━━━ ENTRIES SUPPLIED

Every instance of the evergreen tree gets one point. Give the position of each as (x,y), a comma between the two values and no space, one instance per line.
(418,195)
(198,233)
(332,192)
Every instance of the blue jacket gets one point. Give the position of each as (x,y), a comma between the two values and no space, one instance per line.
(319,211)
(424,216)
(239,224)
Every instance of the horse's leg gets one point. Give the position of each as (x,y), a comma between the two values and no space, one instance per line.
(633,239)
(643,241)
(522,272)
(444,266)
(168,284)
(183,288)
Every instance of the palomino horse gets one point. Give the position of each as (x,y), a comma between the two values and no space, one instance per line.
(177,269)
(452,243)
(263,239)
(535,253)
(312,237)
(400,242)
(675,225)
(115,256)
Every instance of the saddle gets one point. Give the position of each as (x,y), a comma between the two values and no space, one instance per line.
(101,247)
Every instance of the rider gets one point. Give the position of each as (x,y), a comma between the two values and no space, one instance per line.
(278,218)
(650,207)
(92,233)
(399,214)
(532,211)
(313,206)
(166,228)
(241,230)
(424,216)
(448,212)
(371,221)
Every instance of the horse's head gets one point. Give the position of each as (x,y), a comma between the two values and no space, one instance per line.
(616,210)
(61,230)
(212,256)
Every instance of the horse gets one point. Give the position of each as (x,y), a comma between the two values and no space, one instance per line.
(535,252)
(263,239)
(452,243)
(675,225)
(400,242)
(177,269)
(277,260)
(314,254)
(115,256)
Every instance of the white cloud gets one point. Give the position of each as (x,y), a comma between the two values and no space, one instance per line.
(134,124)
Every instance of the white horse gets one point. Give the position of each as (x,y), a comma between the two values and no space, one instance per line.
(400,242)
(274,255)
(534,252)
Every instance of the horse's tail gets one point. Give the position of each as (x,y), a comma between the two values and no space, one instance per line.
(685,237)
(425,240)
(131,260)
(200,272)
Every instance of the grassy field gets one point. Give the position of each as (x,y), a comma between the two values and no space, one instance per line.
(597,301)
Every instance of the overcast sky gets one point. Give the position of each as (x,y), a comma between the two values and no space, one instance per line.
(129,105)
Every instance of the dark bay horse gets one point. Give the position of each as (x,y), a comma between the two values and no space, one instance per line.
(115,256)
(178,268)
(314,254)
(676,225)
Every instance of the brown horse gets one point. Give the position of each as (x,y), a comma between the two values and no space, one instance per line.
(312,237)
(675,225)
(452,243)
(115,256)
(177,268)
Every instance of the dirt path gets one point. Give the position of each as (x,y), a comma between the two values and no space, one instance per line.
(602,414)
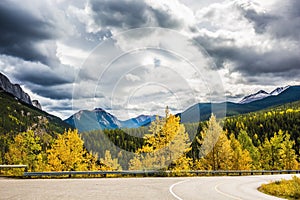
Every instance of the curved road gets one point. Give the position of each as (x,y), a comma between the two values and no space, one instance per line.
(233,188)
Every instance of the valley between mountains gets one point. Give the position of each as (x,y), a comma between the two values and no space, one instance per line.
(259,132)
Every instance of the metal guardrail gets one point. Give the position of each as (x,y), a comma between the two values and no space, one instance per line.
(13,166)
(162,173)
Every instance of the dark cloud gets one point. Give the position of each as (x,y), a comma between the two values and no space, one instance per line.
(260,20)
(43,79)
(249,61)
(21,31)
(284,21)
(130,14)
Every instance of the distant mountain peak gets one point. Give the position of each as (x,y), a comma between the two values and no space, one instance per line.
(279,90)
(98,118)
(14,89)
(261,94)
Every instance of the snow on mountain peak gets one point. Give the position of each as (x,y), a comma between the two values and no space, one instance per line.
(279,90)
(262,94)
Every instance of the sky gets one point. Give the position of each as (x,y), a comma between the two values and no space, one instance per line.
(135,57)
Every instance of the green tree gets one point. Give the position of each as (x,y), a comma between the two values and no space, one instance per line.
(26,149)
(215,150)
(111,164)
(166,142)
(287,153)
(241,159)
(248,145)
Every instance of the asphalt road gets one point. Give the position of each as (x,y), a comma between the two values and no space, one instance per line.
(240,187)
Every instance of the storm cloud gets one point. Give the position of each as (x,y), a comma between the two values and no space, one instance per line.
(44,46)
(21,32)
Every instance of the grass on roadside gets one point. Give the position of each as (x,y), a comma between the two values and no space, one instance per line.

━━━━━━

### REQUIRED ACTION
Please transcribe only the portion of the material that starts at the line containing "Every instance of the metal" and runs through its last line, inclusive, exactly as given.

### RESULT BELOW
Every instance of the metal guardrail gets one point. Give the position of each as (x,y), a comma between the two values and no space, one instance per line.
(13,166)
(162,173)
Every instance of the dark cloud gets one point. Give the position of each as (x,y), a comma between the two values and no space, one instance per line.
(260,20)
(43,79)
(249,61)
(21,31)
(284,21)
(130,14)
Every instance of the distant mountain peak gets one point. Give the position of each as (x,y), a comma between the two values and no space, one instance per line.
(279,90)
(98,118)
(14,89)
(261,94)
Every instance of the snow on mountain peak gets one point. Give the position of each as (x,y), a comma between the two values and no space, one instance per line.
(279,90)
(262,94)
Every instance of the sky gets one point. Give the position of each as (x,y), a comma between the two values and no space, one instance per line.
(135,57)
Every instance of the green tree gets one point. Give the position of each as (x,y), a comma between the two values and no space, one instance per line.
(26,149)
(215,150)
(111,164)
(166,142)
(287,153)
(241,159)
(248,145)
Every instance of the asphalt road gets one point. Give the position of each as (x,y), a comma between the two values and no space, one instance per line.
(240,187)
Every instance of the storm cloud gets one point. Give the position of each as (x,y), a comma between the two values and no space, one instance per line.
(44,46)
(21,32)
Every instance of the grass on roadside gets one point. Give the position of each as (x,y), a comma between the two values and no space, one instance per line.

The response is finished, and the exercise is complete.